SELECTED EXCERPT.
North Korea Fires Projectiles In New Weapons Test, South Korean Military Says

North Korea fired several projectiles into the sea on Monday, the country’s second weapons test in a week as tensions have heated up once again on the Korean peninsula.

The South Korean military said the North fired three unidentified projectiles, some flying about 125 miles before falling into the East Sea, Yonhap News reported. The outlet noted it appeared to be some sort of military exercise similar to one from March 2, which was denounced by some European nations as a “provocative” act that could undermine efforts to negotiate with the country’s leader, Kim Jong Un.

“The launches appear to be part of its artillery strike drill involving multiple types of multiple rocket launchers for a wintertime exercise, following the previous ones staged on Feb. 28 and March 2,” South Korea’s Joint Chiefs of Staff said in a statement to Yonhap.

Negotiations between Kim and President Donald Trump have stalled over the past year after a failed summit in Vietnam last February related to the country’s nuclear ambitions. Kim has since pledged to jumpstart the weapons program, saying in January that the North was no longer bound by a moratorium on testing and promising to conduct some sort of trial “in the near future.”

WRITTEN REQUEST 1.
Quote the North Korea article word for word, from "North Korea fired" down to "Kim Jong Un.".
WRITTEN REQUEST 2.
Filter the entries and copy out every line that contains the string "teal".

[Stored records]
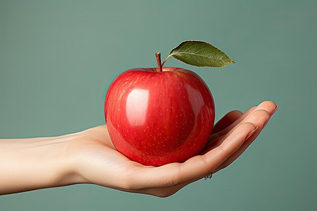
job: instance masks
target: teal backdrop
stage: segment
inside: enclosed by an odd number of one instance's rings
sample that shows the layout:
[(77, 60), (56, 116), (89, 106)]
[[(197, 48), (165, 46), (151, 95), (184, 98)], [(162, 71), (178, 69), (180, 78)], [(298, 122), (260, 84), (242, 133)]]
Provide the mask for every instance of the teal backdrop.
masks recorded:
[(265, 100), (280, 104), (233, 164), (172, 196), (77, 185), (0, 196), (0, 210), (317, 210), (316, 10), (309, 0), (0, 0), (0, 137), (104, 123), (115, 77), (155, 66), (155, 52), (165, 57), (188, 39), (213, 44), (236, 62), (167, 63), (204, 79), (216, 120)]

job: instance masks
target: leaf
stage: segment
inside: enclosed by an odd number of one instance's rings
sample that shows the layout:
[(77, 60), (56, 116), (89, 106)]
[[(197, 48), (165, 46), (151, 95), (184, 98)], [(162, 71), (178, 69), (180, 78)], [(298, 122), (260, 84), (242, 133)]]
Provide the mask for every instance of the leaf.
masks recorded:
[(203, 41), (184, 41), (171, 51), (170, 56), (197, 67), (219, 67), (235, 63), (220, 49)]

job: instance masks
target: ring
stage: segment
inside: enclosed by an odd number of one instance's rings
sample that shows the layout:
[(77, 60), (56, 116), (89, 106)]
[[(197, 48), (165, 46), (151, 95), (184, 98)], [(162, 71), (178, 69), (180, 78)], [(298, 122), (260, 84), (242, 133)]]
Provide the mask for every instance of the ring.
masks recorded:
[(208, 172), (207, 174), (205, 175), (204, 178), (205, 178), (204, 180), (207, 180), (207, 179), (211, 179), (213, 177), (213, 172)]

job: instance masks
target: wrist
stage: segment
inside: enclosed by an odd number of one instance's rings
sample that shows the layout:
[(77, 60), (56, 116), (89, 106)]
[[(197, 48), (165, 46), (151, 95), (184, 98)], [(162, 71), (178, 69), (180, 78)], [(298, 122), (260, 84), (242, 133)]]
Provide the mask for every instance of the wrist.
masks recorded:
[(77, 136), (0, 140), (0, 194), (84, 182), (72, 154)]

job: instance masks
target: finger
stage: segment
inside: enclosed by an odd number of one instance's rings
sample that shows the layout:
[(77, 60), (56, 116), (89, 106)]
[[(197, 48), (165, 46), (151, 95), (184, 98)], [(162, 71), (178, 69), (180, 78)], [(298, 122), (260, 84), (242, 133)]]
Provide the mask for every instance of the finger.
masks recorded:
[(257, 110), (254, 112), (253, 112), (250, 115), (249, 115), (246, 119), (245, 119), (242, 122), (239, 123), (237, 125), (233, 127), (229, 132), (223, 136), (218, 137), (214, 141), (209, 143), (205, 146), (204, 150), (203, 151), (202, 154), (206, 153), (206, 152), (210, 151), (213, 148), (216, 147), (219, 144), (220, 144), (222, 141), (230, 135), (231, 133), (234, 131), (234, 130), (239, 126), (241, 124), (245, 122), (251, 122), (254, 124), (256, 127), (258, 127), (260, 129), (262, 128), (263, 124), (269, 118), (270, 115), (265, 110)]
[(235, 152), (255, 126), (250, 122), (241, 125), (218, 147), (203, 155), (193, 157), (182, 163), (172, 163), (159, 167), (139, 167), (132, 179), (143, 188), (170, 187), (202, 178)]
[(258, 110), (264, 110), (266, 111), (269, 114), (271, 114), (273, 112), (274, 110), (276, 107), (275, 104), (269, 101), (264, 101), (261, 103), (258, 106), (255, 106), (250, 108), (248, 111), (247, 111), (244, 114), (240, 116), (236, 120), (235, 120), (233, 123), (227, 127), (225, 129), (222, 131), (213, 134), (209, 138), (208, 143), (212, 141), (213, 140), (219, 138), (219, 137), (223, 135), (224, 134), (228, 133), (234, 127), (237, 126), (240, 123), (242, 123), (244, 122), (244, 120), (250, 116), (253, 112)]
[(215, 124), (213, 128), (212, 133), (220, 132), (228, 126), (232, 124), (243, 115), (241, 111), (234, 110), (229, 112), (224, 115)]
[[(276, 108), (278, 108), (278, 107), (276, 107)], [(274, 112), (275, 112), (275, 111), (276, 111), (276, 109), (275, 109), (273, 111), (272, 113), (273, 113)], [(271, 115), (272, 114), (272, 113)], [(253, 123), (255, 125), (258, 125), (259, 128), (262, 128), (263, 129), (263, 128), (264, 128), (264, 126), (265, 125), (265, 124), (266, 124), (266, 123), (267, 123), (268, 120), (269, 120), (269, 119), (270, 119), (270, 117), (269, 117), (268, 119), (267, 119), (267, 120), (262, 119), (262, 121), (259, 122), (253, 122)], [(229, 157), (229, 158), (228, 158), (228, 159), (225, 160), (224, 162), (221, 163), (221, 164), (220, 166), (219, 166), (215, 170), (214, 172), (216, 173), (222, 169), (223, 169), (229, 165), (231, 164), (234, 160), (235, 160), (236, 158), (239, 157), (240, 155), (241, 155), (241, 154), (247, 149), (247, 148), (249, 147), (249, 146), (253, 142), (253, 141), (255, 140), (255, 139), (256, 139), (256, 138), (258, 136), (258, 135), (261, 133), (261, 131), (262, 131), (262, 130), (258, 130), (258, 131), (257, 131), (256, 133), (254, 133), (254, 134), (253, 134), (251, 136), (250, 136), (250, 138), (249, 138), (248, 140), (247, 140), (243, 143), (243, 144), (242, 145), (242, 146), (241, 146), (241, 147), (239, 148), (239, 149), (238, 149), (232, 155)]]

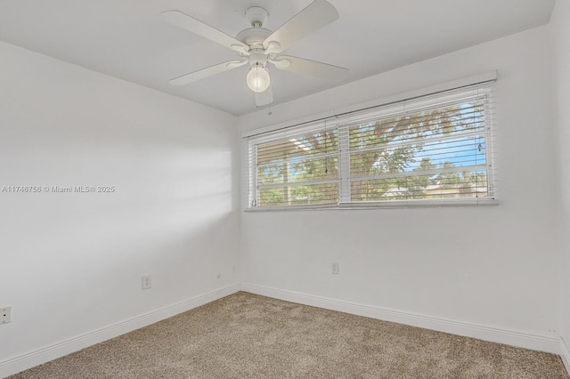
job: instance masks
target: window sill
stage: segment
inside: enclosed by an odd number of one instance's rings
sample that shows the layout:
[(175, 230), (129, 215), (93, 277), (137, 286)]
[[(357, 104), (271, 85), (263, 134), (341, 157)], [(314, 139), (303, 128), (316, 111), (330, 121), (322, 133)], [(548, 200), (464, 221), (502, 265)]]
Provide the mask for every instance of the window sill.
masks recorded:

CORRECT RESPONSE 1.
North Korea fired several projectiles into the sea on Monday, the country’s second weapons test in a week as tensions have heated up once again on the Korean peninsula.

The South Korean military said the North fired three unidentified projectiles, some flying about 125 miles before falling into the East Sea, Yonhap News reported. The outlet noted it appeared to be some sort of military exercise similar to one from March 2, which was denounced by some European nations as a “provocative” act that could undermine efforts to negotiate with the country’s leader, Kim Jong Un.

CORRECT RESPONSE 2.
target: teal backdrop
Provide the mask for every instance of the teal backdrop.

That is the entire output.